▶ RECORDS FOR PROCESSING

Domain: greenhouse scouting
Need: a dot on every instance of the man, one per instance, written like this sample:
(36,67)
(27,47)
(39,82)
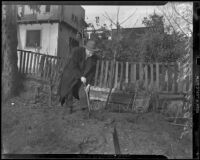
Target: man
(80,69)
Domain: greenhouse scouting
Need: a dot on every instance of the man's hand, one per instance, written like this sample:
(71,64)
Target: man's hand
(83,79)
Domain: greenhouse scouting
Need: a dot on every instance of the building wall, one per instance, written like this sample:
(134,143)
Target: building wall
(59,12)
(76,10)
(49,37)
(65,33)
(53,14)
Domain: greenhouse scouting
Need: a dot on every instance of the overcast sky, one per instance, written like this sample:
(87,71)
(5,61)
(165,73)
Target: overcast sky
(125,11)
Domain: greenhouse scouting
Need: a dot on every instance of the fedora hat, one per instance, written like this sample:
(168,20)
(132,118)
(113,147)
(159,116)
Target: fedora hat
(91,46)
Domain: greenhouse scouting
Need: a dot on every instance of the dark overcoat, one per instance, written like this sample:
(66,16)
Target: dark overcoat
(77,67)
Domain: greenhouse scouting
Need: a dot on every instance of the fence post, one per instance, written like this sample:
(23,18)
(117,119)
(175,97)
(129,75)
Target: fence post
(126,80)
(106,75)
(31,64)
(133,72)
(101,75)
(157,76)
(24,61)
(116,75)
(140,72)
(96,74)
(27,62)
(151,65)
(20,65)
(146,75)
(121,74)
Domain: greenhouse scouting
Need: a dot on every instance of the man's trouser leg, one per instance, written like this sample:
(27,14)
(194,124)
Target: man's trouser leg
(69,103)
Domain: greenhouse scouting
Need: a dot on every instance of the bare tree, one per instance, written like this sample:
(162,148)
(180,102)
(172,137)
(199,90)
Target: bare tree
(179,16)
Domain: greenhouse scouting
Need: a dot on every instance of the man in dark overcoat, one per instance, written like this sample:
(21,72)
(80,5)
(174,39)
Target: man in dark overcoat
(80,69)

▶ WHAT YOU HAVE TO DO
Please set down the lines above word for word and leave out the pictures.

▶ YOUR SOLUTION
Domain: greenhouse scouting
Need: a dot on every instance of the man, one per instance, written like this sample:
(36,67)
(27,47)
(39,82)
Target: man
(80,69)
Domain: greenhouse scouting
Need: a dot on every instance of the man's hand, one per instance, written like this sample:
(71,64)
Target: man's hand
(83,79)
Domain: greenhouse scouting
Need: a dot on every instance of the building wall, one per instance, written like this sample:
(134,143)
Target: building wall
(59,12)
(76,10)
(49,37)
(65,33)
(53,14)
Domain: greenhouse scouting
Need: a dot on every instance of the overcast sky, one per instance, written like this sample:
(87,71)
(5,61)
(165,73)
Target: overcast sky
(125,11)
Domain: greenhouse scouting
Need: a dot on every instance of the fedora hat, one per instance, written like this sample:
(168,20)
(132,118)
(113,147)
(159,116)
Target: fedora hat
(91,46)
Domain: greenhouse scouting
Need: a dot on every instance of the dark overcoat, one per instance, written like this sample:
(66,16)
Target: dark overcoat
(77,67)
Domain: greenhouse scouting
Need: a dot on every instance of the fence post, one per instance, written like this sample:
(23,18)
(117,119)
(175,97)
(129,75)
Target: fence post
(126,80)
(106,75)
(31,64)
(133,72)
(101,75)
(157,76)
(24,61)
(116,75)
(140,72)
(96,74)
(27,62)
(151,65)
(20,65)
(146,75)
(121,74)
Domain: greenhouse scouting
Need: a dot on every instance of the man's trouser leg, one per instance, written like this sample:
(27,14)
(194,124)
Target: man's trouser leg
(69,103)
Domain: greenhouse scouting
Need: a dot on every instance of the bare tree, one per instance, written like this sample:
(162,148)
(180,102)
(172,137)
(199,90)
Target: bare tree
(179,16)
Domain: greenhouse scouting
Need: a dot on every instance of the man in dark overcoat, one per instance, written like this sample:
(21,72)
(80,5)
(174,39)
Target: man in dark overcoat
(80,69)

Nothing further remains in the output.